Фрагмент текста:
□ □ □ □ □
В прошлом году НПО пережили закон, похожий на обязательную регистрацию граждан и там тоже были возмущения и бардак, только коснулось это не всех, а часть общества, поэтому остальные прям по знаменитой цитате молчали. Как НПО сейчас справляются с взбесившимся принтером?
Да, в прошлом году мы впервые столкнулись с тем, что надо сдавать отчет Министерству — тогда еще культуры и спорта. Мы сдали первый отчет в марте, потом в октябре еще были приняты поправки в закон о платежных системах, так называемые поправки об иностранном финансировании, и это сильно усложняет нам жизнь. Необходимо отчитываться о получении каждого транша финансирования, на какие цели расходуются средства, это сильно добавляет работы и программным сотрудникам, и бухгалтерии при том, что излишняя мера. Потому что всю эту информацию мы и раньше публиковали в рамках годового отчета, можно зайти на наш сайт и прочитать о расходовании средств за год и все годы деятельности. Мне непонятна конечная цель этих законодательных нововведений, потому что невозможно предположить, что государство могло не иметь какой-то информации о нашей деятельности. Ничто из того, что мы сдаем в рамках дополнительных отчетов не является какой-то новой, ранее не доступной для государственных органов информацией. Все поступления на наш счет и все выплаты с нашего счета доступны для проверки в любой момент. И еще в законе об иностранном финансировании меня смущает создание открытой базы данных. Мало того, что мы должны отчитываться о средствах, получаемых из-за рубежа, но еще государство будет выставлять информацию о всех получателях иностранного финансирования. Специально создаваемая для этих целей база данных будет размещаться в открытом доступе.
□ □ □ □ □
Исходные материалы:
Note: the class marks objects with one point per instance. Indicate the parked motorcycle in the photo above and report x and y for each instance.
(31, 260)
□ □ □ □ □
Задания:
a – Перепечатайте из фрагмента об отчетности НПО часть, которая начинается со слов «В прошлом году НПО» и заканчивается словами «с взбесившимся принтером?».
b – Переведите на английский язык предложение из фрагмента об отчетности НПО: «Все поступления на наш счет и все выплаты с нашего счета доступны для проверки в любой момент.»
c – В каком месяце, согласно фрагменту об отчетности НПО, организация сдала свой первый отчет?

Ответы к упражнению:
a –
В прошлом году НПО пережили закон, похожий на обязательную регистрацию граждан и там тоже были возмущения и бардак, только коснулось это не всех, а часть общества, поэтому остальные прям по знаменитой цитате молчали. Как НПО сейчас справляются с взбесившимся принтером?

b – All receipts to our account and all payments from our account are available for inspection at any time.

c – В марте.